How to complete this task ▸ Your job is to reproduce all of the data exactly.

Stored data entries
______________________________

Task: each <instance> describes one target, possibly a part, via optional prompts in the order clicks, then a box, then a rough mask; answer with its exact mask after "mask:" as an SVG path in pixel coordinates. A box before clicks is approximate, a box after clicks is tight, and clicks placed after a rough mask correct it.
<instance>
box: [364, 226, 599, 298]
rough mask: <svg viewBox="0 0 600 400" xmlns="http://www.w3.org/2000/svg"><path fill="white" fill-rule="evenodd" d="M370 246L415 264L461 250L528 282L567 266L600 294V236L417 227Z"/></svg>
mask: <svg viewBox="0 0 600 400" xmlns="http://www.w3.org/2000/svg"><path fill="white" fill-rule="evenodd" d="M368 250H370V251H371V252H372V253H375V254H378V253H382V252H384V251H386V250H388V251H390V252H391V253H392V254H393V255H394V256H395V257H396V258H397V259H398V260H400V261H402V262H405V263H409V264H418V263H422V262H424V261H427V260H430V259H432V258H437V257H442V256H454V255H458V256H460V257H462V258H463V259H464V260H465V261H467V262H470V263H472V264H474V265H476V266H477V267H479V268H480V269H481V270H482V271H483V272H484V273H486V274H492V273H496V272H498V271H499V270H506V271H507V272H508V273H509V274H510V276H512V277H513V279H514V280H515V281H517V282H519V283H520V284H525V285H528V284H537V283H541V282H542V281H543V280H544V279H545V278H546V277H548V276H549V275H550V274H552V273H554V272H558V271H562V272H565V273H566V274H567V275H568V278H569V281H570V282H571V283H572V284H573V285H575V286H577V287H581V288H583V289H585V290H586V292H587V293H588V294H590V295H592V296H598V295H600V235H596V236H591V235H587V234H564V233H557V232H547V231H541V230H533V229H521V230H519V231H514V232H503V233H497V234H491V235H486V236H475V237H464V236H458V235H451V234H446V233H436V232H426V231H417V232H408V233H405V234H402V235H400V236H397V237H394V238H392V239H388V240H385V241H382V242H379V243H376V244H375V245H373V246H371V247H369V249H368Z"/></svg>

______________________________

Your solution ▸
Task: each <instance> describes one target, possibly a part, via optional prompts in the order clicks, then a box, then a rough mask; answer with its exact mask after "mask:" as an SVG path in pixel coordinates. A box before clicks is approximate, a box after clicks is tight, and clicks placed after a rough mask correct it.
<instance>
box: [364, 226, 599, 298]
rough mask: <svg viewBox="0 0 600 400" xmlns="http://www.w3.org/2000/svg"><path fill="white" fill-rule="evenodd" d="M370 246L415 264L461 250L528 282L567 266L600 294V236L417 227Z"/></svg>
mask: <svg viewBox="0 0 600 400" xmlns="http://www.w3.org/2000/svg"><path fill="white" fill-rule="evenodd" d="M368 250H370V251H371V252H372V253H375V254H378V253H382V252H384V251H386V250H388V251H390V252H391V253H392V254H393V255H394V256H395V257H396V258H397V259H398V260H400V261H402V262H405V263H409V264H418V263H422V262H424V261H427V260H430V259H432V258H437V257H442V256H454V255H458V256H460V257H462V258H463V259H464V260H465V261H467V262H470V263H472V264H474V265H476V266H477V267H479V268H480V269H481V270H482V271H483V272H484V273H486V274H492V273H496V272H498V271H499V270H506V271H507V272H508V273H509V274H510V276H512V277H513V279H514V280H515V281H517V282H519V283H520V284H525V285H528V284H537V283H541V282H542V281H543V280H544V279H545V278H546V277H548V276H549V275H550V274H552V273H554V272H558V271H562V272H565V273H566V274H567V275H568V278H569V281H570V282H571V283H572V284H573V285H575V286H577V287H581V288H583V289H585V290H586V292H587V293H588V294H590V295H592V296H598V295H600V235H596V236H591V235H587V234H564V233H557V232H547V231H541V230H533V229H521V230H519V231H514V232H503V233H497V234H491V235H486V236H475V237H464V236H458V235H451V234H446V233H436V232H426V231H417V232H408V233H405V234H402V235H400V236H397V237H394V238H392V239H388V240H385V241H382V242H379V243H376V244H375V245H373V246H371V247H369V249H368Z"/></svg>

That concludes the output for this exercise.